### Requirement:
Retype all material exactly. Pictures stay out of the copy.

Segmentation dataset excerpts
"""
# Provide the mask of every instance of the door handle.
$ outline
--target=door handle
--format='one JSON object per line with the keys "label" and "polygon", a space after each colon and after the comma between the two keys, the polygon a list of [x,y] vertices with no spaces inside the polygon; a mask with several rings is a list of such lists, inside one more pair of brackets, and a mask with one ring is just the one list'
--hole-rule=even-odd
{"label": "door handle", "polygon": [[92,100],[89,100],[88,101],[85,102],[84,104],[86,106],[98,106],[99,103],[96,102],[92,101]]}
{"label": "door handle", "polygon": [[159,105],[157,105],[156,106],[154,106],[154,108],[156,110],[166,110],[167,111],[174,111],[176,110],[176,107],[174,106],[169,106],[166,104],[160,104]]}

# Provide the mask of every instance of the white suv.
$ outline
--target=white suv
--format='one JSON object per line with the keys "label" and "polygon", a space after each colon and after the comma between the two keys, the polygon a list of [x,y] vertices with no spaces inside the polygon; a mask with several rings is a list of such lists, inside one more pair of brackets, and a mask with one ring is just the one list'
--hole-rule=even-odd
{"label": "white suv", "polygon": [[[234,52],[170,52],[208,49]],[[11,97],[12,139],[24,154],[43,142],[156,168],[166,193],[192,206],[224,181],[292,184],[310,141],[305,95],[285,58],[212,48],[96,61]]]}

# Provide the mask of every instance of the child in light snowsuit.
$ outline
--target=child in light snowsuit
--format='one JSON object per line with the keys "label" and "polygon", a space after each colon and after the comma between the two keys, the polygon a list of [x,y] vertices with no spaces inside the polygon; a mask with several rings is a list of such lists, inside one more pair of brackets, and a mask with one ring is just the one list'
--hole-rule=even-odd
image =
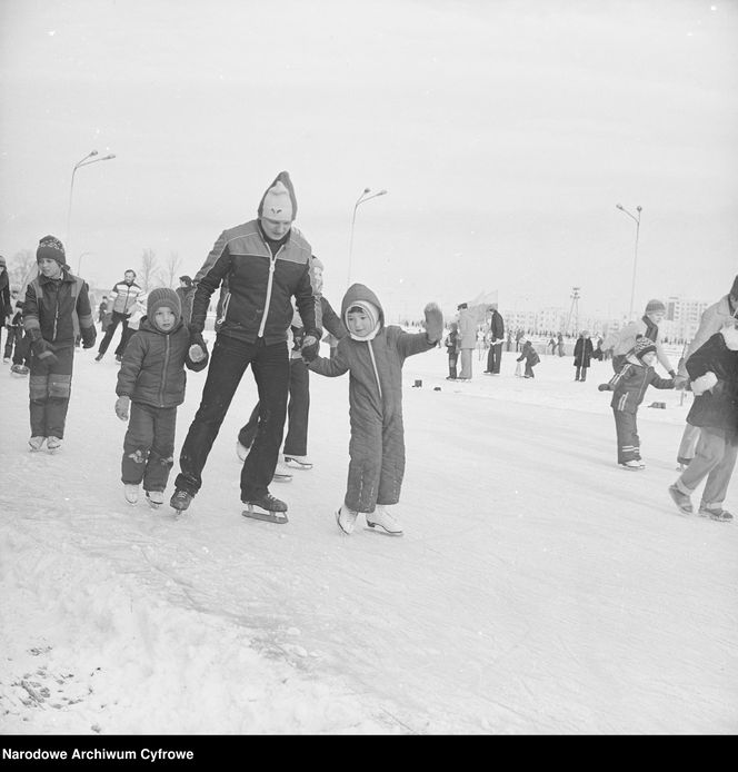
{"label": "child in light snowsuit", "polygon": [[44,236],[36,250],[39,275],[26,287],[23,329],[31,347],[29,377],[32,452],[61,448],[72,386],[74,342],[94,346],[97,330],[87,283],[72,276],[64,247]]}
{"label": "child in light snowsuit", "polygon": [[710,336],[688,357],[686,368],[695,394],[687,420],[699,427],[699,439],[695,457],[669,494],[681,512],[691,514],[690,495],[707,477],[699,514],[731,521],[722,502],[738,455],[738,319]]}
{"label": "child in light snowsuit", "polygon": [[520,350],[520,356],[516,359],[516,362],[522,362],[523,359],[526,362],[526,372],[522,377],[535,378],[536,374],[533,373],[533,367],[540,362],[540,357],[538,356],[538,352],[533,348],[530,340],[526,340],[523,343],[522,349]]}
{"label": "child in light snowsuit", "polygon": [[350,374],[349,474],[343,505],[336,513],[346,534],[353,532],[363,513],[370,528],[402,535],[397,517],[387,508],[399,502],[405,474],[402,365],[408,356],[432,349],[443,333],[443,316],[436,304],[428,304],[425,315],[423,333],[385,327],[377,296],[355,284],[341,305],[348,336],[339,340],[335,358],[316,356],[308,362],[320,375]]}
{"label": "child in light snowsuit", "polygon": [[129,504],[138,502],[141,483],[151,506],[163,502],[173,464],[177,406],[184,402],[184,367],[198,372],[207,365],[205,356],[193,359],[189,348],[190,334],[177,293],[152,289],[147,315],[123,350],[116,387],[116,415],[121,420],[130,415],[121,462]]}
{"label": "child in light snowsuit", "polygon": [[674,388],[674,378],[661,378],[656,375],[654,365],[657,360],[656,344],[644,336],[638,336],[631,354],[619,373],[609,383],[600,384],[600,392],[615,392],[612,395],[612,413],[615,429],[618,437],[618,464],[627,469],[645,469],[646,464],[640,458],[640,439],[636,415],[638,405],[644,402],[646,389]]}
"""
### Response to this task:
# Provide the mask of every instance of the door handle.
$ outline
--target=door handle
--format='one JSON object per line with the keys "label" and "polygon", a space after each colon and after the comma between the two keys, the polygon a list of [x,y] vertices with no spaces inside the polygon; a mask with several rings is a list of such lists, inside one more pair of brackets, and a mask with one ring is just the one list'
--hole-rule=even-odd
{"label": "door handle", "polygon": [[92,100],[89,100],[88,101],[85,102],[84,104],[86,106],[98,106],[99,103],[96,102],[92,101]]}
{"label": "door handle", "polygon": [[159,105],[157,105],[156,106],[154,106],[154,108],[156,110],[166,110],[167,111],[174,111],[176,110],[176,107],[174,106],[169,106],[166,104],[160,104]]}

# Provide the mask of every instance of the white suv.
$ outline
--target=white suv
--format='one JSON object per line with the keys "label" and "polygon", a space after each colon and after the comma between the two keys, the polygon a list of [x,y] vertices with no spaces inside the polygon; a mask with several rings is a list of such lists, inside one more pair of brackets, and a mask with one ring is just the one list'
--hole-rule=even-odd
{"label": "white suv", "polygon": [[[234,52],[170,52],[208,49]],[[11,97],[12,139],[24,154],[43,142],[156,168],[166,193],[192,206],[224,181],[292,184],[310,141],[305,95],[285,58],[212,48],[96,61]]]}

# Provide the mask of every instance of the child in light snowsuit.
$ outline
--target=child in light snowsuit
--format='one JSON object per line with the keys "label" and "polygon", a space after each colon and after the comma between the two keys, the polygon a list of [x,y] vertices with no spaces inside the polygon; a mask with several rings is a list of such lists, inside one more pair of brackets, and a mask with one ring is just the one list'
--hole-rule=even-odd
image =
{"label": "child in light snowsuit", "polygon": [[44,236],[36,250],[39,275],[26,287],[23,329],[31,347],[29,377],[32,452],[61,448],[72,386],[74,342],[94,346],[97,330],[87,283],[72,276],[64,247]]}
{"label": "child in light snowsuit", "polygon": [[710,336],[688,357],[686,368],[695,394],[687,420],[699,427],[699,439],[695,457],[669,494],[681,512],[691,514],[690,495],[707,477],[699,514],[731,521],[722,502],[738,455],[738,319]]}
{"label": "child in light snowsuit", "polygon": [[520,350],[520,356],[516,359],[516,362],[522,362],[523,359],[526,362],[526,372],[522,377],[535,378],[536,374],[533,373],[533,367],[540,362],[540,357],[538,356],[538,352],[533,348],[530,340],[526,340],[523,343],[522,349]]}
{"label": "child in light snowsuit", "polygon": [[350,374],[349,474],[343,505],[336,513],[346,534],[353,532],[363,513],[370,528],[402,535],[397,517],[387,508],[399,502],[405,474],[402,365],[408,356],[432,349],[443,333],[443,316],[436,304],[428,304],[425,315],[423,333],[385,327],[377,296],[355,284],[341,305],[348,336],[339,340],[335,358],[316,356],[308,362],[320,375]]}
{"label": "child in light snowsuit", "polygon": [[129,504],[138,502],[141,483],[151,506],[163,502],[173,464],[177,406],[184,402],[184,367],[198,372],[207,365],[205,356],[193,359],[189,348],[190,334],[177,293],[152,289],[147,315],[123,350],[116,387],[116,415],[121,420],[130,415],[121,462]]}
{"label": "child in light snowsuit", "polygon": [[674,388],[674,378],[661,378],[656,375],[654,365],[657,360],[656,344],[644,336],[638,336],[631,354],[619,373],[609,383],[600,384],[600,392],[615,392],[612,395],[612,413],[615,429],[618,437],[618,464],[627,469],[645,469],[646,464],[640,458],[640,439],[636,415],[638,405],[644,402],[646,389]]}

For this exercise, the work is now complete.